• RECORDS FOR PROCESSING:
▼

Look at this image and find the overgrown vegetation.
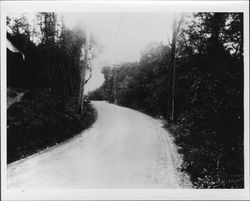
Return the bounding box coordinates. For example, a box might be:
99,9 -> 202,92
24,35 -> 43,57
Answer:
7,90 -> 96,163
90,13 -> 244,188
7,12 -> 97,163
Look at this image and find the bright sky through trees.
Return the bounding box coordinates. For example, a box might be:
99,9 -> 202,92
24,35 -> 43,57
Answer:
63,13 -> 173,93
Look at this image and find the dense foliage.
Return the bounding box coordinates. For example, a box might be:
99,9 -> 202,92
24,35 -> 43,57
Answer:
90,13 -> 244,188
7,90 -> 96,163
7,12 -> 96,163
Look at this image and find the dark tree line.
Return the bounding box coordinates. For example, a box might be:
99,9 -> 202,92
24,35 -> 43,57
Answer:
90,13 -> 244,188
7,12 -> 96,107
7,12 -> 97,163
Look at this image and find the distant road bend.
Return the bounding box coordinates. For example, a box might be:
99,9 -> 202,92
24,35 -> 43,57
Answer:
7,101 -> 191,189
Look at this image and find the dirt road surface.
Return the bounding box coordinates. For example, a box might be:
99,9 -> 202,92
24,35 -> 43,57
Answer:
7,102 -> 191,189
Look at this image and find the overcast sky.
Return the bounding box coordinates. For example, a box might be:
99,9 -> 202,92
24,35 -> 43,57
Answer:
63,13 -> 173,93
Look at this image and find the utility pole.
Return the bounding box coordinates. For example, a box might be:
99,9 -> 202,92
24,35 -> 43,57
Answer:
78,28 -> 90,114
170,14 -> 177,122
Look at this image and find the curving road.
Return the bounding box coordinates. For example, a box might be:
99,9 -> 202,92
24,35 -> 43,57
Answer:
7,102 -> 191,189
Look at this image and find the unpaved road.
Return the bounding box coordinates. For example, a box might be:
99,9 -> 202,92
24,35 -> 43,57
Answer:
7,102 -> 191,189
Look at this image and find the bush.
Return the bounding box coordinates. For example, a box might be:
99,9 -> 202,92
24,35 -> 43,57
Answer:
7,90 -> 96,163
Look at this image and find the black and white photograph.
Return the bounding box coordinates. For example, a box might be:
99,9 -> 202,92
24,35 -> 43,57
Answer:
1,1 -> 249,200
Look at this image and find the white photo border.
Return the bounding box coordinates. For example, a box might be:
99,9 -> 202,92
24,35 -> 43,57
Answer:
0,1 -> 250,200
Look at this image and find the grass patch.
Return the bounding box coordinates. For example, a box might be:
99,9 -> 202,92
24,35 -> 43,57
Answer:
7,90 -> 96,163
164,123 -> 244,189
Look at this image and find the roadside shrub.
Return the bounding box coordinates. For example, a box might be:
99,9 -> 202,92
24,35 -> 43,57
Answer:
7,90 -> 96,163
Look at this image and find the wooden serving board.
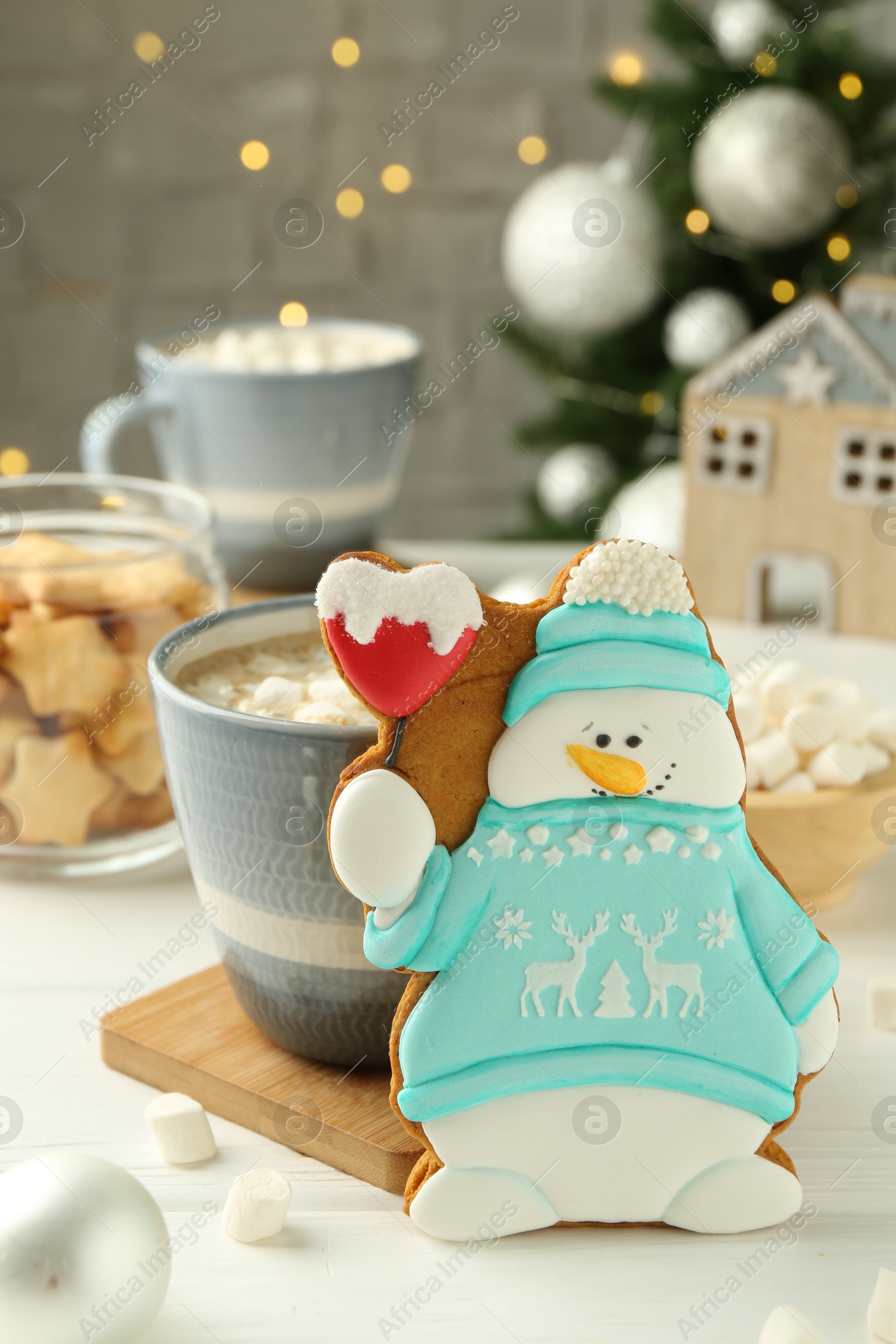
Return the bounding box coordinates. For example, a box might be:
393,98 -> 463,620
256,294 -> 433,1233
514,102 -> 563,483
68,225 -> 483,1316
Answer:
100,965 -> 423,1195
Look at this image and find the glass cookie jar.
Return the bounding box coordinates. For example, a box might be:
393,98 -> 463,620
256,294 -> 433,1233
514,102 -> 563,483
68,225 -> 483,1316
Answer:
0,473 -> 226,876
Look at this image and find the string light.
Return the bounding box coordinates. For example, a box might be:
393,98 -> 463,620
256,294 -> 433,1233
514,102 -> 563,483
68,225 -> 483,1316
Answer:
516,136 -> 548,164
239,140 -> 270,172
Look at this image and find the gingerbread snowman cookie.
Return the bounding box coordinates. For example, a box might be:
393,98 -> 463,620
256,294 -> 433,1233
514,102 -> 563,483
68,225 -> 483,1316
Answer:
317,540 -> 838,1240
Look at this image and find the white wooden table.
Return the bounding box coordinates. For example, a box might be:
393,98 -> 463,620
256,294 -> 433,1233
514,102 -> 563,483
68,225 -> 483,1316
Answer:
0,853 -> 896,1344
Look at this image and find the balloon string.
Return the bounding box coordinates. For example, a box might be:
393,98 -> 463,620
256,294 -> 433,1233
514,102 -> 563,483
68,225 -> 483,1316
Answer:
385,715 -> 407,770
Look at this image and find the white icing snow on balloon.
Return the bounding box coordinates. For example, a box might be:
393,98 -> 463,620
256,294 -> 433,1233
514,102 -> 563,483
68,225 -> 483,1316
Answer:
690,86 -> 849,249
563,542 -> 693,615
317,557 -> 485,655
501,158 -> 662,333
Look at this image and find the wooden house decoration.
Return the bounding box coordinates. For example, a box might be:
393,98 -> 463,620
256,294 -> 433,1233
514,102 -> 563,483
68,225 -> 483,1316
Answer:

▲

• GOAL OF THE EXERCISE: Copy out every line of the records above word for word, but leave out the pictures.

• REPLY TO THE TASK:
Look at this image and find the overgrown vegetation.
Return the bounding box coordinates. For example, a box might be:
99,9 -> 202,92
24,35 -> 43,57
Answer:
7,90 -> 96,163
90,13 -> 244,188
7,12 -> 97,163
Look at this image and find the bright sky through trees.
Return the bounding box coordinates. For example, a box might be:
99,9 -> 202,92
24,35 -> 43,57
Answer:
63,13 -> 173,93
Look at this image and find the dense foliage.
Return the bounding box coordinates. For example, a box might be:
99,9 -> 202,92
24,35 -> 43,57
Answer:
90,13 -> 244,188
7,90 -> 96,163
7,12 -> 96,163
Look at this image and find the dark tree line.
Return the bounding box coordinates. For example, a box might be:
99,9 -> 202,92
24,35 -> 43,57
Answer:
90,13 -> 244,188
7,12 -> 96,107
7,12 -> 97,163
Look at this image and find the distant road bend.
Return the bounding box coordinates. For example, a box might be:
99,9 -> 202,92
24,35 -> 43,57
Answer:
7,101 -> 191,189
Look at this image and find the dirt road surface.
Return the bounding box coordinates. For example, a box might be:
99,9 -> 202,92
24,35 -> 43,57
Answer:
7,102 -> 191,189
Look at this image and find the overcast sky.
Return the bounding box coordinates. For example, a box might be:
99,9 -> 202,92
24,35 -> 43,57
Answer:
63,13 -> 173,93
Look at this image and find the utility pole.
Return the bounding box coordinates. For example, a box might be:
99,9 -> 202,92
24,35 -> 43,57
Answer:
78,28 -> 90,114
170,14 -> 177,122
Look at this image and find the curving road.
Return the bounding box coordinates. For example, a box might be:
99,9 -> 202,92
24,35 -> 43,57
Answer:
7,102 -> 191,189
Look at this image and find the unpaved road.
Return the bounding box coordinates. For example, a box might be:
99,9 -> 202,92
24,35 -> 43,57
Answer:
7,102 -> 191,189
Look at this image and find the bush.
Return the bounding box coordinates. For example, a box might be:
99,9 -> 202,92
24,35 -> 43,57
Answer:
7,90 -> 96,163
Look at this image and find the black and white photograph.
Return the bounding box coordinates. For example, a box might be:
99,9 -> 202,92
24,35 -> 43,57
Answer:
1,1 -> 249,200
Look at this image and find the white photo border.
Return the bounding box coordinates. For example, a box might be:
99,9 -> 202,92
24,35 -> 43,57
Answer:
0,1 -> 250,200
Look at this image and find the grass patch.
Return the bounding box coordinates. For example, a box might be:
99,9 -> 202,92
24,35 -> 43,57
Answer:
7,90 -> 96,163
164,123 -> 244,189
Look at this image and find the roadside shrub.
Return the bounding box coordinates. For example, a box might be:
99,9 -> 202,92
24,35 -> 43,57
Answer:
7,90 -> 96,163
Look at this image and find the wooden serving board.
Return the bounding box coordinates. For example, a box might be:
393,98 -> 463,620
256,294 -> 433,1233
514,102 -> 563,483
68,225 -> 483,1316
Answer:
100,965 -> 423,1195
Look at this image and find the glass cookie jar.
Return the bounding box coordinates. For example, a box might be:
393,98 -> 463,620
256,294 -> 433,1233
514,102 -> 563,483
68,225 -> 483,1316
Answer:
0,473 -> 226,876
Look at this image and find the string light.
Return the bounding box coordinates. For example, a box might be:
393,98 -> 463,620
256,294 -> 433,1233
514,102 -> 563,483
68,225 -> 483,1316
Answer:
516,136 -> 548,164
239,140 -> 270,172
Look at this image and find the gingerbread snowman cookie.
Return the bounding box coordinates. For example, a box might be:
393,98 -> 463,620
256,294 -> 433,1233
514,102 -> 563,483
68,225 -> 483,1316
Answer:
317,540 -> 838,1240
Look at this image and find the white wooden table.
Return the bounding box coordinates. For example, a box might be:
393,98 -> 463,620
256,294 -> 433,1233
514,102 -> 563,483
68,225 -> 483,1316
Answer:
0,853 -> 896,1344
Look at this image and find the balloon string.
Return the bounding box coordinates. For example, a box might be:
393,98 -> 463,620
256,294 -> 433,1233
514,102 -> 563,483
68,225 -> 483,1316
Answer:
385,715 -> 407,770
Look at this image and find the white icing snow on balloon.
Return the bounding box coordinates. For example, a box might be:
393,98 -> 463,620
256,294 -> 433,1233
514,102 -> 563,483
68,225 -> 483,1316
Answer:
690,86 -> 849,249
563,542 -> 693,615
317,557 -> 485,655
501,158 -> 662,333
Look at this image and find the wooden house decoration.
Return the bounding box coordinates. For example, a box might be:
393,98 -> 463,620
256,294 -> 433,1233
514,102 -> 563,483
68,225 -> 483,1316
Answer:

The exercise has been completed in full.